## Instructions for the task
Where in the data does the word "below" appear? Find those lines and copy them.

## Material for the task
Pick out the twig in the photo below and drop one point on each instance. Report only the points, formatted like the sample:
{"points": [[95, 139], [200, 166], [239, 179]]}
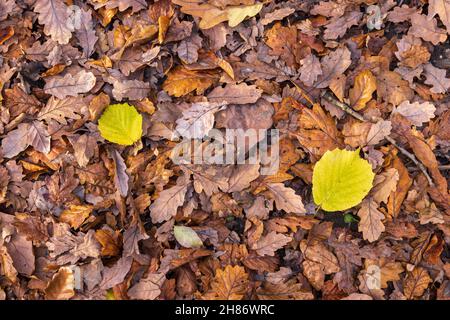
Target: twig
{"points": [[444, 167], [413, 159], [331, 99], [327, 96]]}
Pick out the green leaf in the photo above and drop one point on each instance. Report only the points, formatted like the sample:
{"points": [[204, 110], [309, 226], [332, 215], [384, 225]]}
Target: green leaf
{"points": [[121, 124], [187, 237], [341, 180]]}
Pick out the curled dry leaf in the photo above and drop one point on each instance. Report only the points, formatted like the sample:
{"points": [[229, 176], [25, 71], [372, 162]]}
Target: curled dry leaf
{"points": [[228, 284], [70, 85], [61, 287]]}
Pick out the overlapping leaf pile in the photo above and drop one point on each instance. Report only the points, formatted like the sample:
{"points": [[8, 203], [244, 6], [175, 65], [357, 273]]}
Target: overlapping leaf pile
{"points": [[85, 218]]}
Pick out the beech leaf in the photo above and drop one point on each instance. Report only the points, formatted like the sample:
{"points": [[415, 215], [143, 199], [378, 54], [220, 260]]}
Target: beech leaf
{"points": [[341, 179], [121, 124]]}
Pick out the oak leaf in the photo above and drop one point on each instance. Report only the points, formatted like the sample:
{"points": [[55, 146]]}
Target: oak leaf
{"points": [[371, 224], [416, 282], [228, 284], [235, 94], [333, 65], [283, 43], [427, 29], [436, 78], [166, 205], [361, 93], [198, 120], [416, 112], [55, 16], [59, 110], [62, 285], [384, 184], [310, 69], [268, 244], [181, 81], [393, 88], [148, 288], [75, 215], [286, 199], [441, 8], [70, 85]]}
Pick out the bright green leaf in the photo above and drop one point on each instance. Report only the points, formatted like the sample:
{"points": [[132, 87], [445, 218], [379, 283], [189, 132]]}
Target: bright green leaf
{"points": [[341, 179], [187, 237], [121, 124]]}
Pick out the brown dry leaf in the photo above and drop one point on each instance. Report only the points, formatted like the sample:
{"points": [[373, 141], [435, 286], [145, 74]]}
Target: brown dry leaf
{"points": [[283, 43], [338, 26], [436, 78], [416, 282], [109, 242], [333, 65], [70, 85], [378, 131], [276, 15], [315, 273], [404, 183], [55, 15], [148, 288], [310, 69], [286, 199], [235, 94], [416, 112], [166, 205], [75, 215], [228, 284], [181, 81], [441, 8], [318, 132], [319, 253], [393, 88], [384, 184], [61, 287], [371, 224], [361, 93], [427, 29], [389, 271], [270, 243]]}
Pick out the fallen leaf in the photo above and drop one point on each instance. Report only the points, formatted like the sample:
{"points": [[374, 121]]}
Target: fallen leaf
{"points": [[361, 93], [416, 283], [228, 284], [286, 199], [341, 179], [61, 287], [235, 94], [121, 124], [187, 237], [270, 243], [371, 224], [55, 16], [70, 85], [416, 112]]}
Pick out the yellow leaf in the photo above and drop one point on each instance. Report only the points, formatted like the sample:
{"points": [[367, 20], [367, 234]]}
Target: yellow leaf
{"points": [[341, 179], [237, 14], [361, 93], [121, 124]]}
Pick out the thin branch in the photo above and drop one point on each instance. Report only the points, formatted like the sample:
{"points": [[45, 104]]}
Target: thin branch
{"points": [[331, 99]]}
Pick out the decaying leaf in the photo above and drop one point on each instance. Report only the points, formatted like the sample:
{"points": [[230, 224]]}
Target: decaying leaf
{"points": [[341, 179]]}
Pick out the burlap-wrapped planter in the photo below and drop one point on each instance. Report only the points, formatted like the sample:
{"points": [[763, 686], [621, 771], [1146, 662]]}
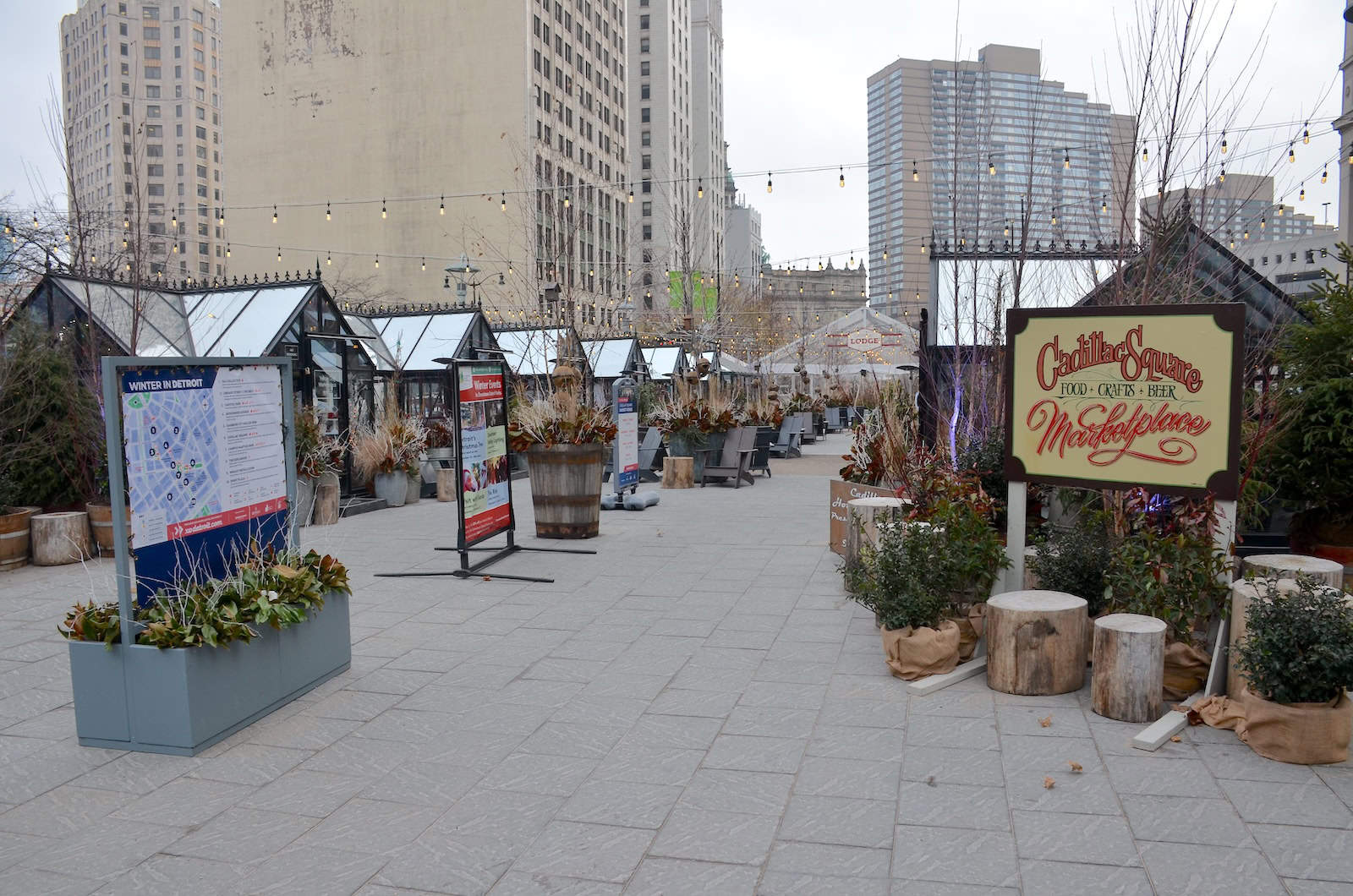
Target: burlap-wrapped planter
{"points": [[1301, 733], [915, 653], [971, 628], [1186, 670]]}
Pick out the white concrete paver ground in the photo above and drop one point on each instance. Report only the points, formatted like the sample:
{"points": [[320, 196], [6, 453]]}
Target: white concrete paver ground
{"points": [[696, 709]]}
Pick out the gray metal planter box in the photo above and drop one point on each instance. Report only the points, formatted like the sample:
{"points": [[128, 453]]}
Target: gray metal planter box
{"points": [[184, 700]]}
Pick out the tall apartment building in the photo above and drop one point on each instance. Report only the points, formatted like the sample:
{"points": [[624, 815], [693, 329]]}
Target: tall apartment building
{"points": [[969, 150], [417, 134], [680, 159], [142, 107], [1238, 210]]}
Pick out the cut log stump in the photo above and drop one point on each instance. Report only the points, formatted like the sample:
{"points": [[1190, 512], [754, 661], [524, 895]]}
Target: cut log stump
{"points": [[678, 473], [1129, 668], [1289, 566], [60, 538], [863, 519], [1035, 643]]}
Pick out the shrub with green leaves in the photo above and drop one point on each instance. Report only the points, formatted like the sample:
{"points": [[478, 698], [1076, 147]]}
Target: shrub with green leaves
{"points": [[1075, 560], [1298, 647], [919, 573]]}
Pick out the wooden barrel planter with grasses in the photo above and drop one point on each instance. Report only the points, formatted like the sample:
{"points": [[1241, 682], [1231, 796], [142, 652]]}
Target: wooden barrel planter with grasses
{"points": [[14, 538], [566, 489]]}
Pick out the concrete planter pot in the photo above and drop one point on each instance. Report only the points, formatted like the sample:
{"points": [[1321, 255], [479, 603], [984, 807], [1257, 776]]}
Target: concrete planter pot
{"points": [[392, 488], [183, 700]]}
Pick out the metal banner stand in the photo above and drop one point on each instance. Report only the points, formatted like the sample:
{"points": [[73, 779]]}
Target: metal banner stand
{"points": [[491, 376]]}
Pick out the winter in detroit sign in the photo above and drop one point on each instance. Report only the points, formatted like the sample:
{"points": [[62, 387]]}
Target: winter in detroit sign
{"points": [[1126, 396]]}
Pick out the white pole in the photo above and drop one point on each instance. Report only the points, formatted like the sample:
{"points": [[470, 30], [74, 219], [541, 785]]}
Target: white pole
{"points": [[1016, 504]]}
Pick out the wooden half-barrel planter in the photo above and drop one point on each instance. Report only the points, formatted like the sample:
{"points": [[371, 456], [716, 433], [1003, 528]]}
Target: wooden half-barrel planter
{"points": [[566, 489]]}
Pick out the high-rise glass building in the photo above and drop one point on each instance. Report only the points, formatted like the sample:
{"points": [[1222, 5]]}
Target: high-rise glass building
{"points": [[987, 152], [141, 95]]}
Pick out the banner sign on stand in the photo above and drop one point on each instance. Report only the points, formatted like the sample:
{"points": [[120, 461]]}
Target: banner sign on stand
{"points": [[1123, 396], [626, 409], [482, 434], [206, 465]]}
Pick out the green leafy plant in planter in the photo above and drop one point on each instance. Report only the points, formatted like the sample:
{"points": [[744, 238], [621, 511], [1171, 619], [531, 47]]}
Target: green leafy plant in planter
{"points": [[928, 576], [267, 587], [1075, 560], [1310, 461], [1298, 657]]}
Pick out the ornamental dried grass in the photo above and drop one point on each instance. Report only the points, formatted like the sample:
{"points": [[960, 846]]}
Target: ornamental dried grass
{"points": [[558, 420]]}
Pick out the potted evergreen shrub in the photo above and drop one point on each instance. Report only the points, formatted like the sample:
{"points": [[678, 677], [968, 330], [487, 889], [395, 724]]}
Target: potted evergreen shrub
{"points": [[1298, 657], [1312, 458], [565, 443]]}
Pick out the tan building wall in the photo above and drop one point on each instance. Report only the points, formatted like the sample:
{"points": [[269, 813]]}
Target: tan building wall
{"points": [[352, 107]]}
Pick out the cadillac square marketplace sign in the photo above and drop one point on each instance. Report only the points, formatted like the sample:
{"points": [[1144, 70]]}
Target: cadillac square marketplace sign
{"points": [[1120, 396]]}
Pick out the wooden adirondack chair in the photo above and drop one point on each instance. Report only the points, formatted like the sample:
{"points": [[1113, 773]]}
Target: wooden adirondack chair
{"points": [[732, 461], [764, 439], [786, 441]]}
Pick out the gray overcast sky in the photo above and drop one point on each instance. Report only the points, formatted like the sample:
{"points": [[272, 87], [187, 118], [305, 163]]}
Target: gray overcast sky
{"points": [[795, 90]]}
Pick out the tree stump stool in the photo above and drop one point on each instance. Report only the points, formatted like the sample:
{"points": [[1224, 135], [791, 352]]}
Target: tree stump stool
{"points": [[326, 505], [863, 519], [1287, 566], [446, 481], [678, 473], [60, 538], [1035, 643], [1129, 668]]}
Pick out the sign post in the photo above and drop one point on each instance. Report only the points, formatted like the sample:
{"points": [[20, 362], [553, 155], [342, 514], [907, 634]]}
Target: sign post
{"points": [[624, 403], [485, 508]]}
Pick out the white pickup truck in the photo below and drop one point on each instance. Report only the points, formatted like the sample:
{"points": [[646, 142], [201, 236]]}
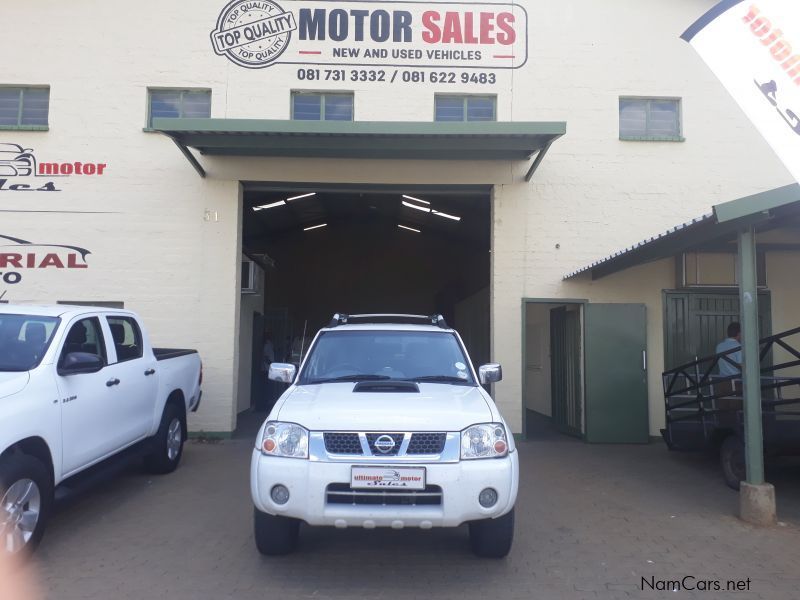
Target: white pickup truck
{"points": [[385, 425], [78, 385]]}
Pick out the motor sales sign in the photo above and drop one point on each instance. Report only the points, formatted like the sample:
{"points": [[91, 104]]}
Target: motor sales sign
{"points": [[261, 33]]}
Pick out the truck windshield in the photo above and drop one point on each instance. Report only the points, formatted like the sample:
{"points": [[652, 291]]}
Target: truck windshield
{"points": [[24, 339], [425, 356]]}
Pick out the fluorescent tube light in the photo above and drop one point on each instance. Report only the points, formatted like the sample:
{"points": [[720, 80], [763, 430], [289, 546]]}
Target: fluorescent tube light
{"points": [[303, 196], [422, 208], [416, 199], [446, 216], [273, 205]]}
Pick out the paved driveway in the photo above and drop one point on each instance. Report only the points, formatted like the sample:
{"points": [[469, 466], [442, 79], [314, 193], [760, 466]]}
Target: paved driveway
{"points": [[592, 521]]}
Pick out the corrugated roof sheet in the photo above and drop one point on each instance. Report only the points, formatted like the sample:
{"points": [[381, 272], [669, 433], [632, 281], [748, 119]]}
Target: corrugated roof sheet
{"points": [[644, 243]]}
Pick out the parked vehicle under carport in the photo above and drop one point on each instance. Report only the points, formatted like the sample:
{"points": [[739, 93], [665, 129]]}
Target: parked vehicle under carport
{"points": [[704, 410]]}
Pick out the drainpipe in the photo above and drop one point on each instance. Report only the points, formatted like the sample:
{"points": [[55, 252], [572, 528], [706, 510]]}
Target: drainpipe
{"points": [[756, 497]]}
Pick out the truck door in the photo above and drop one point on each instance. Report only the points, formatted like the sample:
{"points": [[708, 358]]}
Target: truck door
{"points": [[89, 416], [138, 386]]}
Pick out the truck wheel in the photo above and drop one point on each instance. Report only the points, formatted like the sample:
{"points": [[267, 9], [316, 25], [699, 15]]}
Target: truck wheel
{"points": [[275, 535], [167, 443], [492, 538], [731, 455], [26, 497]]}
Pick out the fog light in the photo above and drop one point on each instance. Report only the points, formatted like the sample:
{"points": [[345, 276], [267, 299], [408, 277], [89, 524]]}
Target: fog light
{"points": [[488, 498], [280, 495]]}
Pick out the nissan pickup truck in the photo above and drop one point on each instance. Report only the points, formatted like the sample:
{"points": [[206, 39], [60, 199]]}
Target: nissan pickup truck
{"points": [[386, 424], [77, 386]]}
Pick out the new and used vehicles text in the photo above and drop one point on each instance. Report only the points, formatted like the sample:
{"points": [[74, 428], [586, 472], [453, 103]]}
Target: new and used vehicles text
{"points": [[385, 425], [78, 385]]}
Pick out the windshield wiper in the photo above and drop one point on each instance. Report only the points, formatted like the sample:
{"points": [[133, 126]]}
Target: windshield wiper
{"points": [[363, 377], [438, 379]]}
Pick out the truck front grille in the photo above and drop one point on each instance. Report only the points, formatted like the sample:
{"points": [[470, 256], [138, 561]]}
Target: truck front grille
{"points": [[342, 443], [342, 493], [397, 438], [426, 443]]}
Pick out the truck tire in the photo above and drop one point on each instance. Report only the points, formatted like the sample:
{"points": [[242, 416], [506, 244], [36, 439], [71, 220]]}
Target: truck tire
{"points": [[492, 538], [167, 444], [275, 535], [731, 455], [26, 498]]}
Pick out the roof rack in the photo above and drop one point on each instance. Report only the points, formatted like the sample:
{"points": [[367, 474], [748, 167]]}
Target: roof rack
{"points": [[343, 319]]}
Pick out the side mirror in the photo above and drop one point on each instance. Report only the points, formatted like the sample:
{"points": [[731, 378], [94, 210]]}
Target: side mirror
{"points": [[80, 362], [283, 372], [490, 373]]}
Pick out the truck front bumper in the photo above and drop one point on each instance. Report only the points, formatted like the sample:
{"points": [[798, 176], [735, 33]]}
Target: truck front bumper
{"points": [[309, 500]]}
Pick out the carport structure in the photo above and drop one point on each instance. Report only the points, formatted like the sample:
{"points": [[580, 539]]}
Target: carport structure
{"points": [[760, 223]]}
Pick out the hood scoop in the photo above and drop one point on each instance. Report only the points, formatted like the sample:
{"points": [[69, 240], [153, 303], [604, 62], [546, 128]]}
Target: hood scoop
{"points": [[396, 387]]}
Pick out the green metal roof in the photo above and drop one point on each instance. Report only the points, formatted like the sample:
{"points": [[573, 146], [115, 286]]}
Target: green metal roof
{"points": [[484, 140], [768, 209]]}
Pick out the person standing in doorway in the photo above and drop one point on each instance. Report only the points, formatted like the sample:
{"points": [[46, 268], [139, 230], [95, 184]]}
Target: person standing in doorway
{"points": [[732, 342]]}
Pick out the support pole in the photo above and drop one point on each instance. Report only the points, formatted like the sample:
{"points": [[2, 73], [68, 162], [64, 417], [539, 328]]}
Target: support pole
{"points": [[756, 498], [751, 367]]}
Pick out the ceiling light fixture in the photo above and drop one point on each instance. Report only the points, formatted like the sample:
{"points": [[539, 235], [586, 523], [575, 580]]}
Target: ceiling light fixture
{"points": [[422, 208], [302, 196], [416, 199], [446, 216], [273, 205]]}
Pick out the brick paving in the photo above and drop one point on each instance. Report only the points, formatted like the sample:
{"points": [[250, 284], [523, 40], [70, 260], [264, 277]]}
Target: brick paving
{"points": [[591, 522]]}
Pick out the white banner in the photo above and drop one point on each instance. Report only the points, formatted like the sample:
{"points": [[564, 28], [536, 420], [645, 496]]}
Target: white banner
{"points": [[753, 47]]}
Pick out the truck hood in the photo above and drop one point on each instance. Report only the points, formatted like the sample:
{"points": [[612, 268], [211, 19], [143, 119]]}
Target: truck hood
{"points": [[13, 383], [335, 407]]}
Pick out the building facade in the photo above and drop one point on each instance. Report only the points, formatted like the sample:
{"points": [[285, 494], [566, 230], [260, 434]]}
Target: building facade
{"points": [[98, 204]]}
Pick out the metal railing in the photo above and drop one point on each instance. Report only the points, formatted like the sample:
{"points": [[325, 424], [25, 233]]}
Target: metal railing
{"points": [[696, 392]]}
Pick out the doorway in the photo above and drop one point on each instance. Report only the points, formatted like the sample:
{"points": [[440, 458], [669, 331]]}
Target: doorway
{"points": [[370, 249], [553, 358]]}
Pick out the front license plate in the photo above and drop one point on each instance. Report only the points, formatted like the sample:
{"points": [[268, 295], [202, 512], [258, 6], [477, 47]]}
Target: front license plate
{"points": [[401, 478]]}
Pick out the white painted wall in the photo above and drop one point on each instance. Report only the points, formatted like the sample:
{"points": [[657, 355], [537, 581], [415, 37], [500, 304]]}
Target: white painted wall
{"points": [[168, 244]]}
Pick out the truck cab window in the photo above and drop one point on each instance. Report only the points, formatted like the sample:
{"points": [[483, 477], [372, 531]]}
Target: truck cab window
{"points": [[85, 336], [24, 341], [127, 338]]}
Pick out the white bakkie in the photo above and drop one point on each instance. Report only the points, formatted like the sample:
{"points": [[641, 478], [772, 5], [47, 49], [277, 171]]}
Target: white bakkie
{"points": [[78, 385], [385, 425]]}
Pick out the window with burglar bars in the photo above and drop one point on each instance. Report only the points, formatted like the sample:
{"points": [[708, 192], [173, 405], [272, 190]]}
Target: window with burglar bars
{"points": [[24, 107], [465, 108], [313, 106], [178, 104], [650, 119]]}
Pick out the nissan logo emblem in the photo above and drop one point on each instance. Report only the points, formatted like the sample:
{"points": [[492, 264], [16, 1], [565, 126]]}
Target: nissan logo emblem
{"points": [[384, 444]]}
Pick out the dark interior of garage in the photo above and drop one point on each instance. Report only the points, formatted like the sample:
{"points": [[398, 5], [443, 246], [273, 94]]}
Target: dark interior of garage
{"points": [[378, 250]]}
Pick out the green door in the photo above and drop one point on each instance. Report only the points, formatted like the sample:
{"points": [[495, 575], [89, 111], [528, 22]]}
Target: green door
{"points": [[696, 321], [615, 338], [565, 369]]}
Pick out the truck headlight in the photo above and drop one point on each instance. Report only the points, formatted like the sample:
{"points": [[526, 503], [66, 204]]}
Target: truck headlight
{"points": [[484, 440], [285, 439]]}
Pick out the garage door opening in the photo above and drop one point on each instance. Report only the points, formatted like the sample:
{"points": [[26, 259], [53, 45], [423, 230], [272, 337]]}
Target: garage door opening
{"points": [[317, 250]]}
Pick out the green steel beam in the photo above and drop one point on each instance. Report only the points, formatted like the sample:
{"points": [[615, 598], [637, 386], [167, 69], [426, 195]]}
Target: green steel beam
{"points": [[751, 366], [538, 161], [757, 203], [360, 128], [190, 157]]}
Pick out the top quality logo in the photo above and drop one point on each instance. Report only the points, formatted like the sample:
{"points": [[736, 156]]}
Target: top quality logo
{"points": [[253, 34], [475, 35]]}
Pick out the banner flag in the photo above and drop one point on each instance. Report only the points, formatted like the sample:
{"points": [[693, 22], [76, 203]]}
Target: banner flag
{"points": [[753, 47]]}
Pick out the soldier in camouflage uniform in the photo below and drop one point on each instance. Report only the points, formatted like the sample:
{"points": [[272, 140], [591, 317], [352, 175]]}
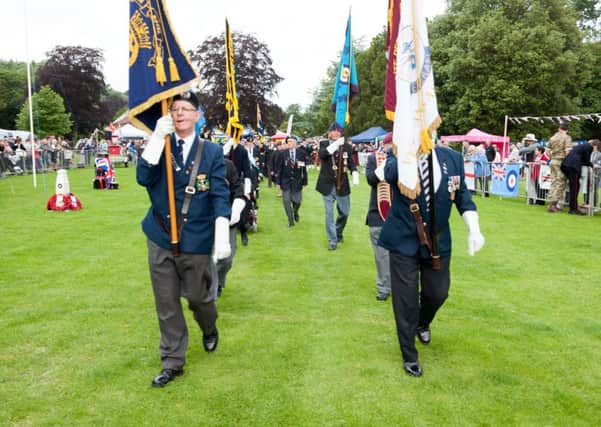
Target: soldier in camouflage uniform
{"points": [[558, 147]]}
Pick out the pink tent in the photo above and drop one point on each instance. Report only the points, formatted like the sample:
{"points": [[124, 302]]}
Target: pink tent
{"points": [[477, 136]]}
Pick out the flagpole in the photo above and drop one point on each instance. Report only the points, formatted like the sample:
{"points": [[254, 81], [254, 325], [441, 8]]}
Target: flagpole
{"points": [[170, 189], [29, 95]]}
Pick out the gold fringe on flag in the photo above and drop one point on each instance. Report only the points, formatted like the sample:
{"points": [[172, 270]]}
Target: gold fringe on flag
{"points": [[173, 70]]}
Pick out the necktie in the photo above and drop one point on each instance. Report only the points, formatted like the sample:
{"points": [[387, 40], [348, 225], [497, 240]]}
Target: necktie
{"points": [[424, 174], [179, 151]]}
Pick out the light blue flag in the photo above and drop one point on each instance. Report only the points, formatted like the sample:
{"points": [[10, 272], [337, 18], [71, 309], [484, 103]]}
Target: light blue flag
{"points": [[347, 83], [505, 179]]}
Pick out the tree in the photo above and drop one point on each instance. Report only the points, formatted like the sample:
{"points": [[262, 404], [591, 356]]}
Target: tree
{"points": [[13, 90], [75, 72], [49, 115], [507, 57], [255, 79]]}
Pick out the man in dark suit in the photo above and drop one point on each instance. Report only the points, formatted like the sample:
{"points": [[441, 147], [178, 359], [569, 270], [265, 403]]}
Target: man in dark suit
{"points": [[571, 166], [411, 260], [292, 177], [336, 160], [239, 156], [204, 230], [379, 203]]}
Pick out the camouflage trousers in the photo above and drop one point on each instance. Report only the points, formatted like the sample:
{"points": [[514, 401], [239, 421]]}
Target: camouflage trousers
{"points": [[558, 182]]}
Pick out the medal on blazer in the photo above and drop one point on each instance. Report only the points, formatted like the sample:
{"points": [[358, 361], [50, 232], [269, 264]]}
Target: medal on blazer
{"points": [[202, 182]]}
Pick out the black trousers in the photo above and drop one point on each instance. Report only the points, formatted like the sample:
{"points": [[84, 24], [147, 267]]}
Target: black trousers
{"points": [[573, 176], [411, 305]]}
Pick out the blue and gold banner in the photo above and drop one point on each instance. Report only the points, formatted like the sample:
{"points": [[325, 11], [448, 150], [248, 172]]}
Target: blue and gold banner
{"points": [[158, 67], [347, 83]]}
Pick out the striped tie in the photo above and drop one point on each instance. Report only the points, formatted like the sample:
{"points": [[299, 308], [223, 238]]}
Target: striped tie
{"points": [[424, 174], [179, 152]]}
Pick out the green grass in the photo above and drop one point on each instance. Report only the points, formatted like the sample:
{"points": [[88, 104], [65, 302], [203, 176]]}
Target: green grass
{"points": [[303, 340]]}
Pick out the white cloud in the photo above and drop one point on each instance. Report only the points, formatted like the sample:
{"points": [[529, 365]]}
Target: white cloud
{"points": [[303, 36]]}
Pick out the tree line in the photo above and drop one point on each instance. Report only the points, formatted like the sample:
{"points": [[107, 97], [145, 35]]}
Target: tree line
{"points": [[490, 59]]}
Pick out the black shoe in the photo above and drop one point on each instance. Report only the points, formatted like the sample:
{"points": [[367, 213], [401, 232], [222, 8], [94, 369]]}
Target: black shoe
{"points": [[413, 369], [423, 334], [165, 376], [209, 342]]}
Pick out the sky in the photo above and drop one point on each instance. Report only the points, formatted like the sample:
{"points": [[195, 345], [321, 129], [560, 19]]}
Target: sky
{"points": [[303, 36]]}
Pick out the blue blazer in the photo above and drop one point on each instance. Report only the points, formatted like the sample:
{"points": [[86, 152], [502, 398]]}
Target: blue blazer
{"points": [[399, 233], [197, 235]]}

## Solved problem
Pick out the twig in the photo below and drop one point on each instance. Report only the points, formatted like the sample:
Pick out the burlap-wrapped planter in the photo below and drop one point on each instance. Report only the points, formatted like the sample:
Pick out the white pickup truck in the photo below and drop one point on each instance. Report only the points, formatted like the sample:
Pick out the soldier in camouflage uniform in the photo below and drop one point on each instance. Report only the points, formatted like the sample:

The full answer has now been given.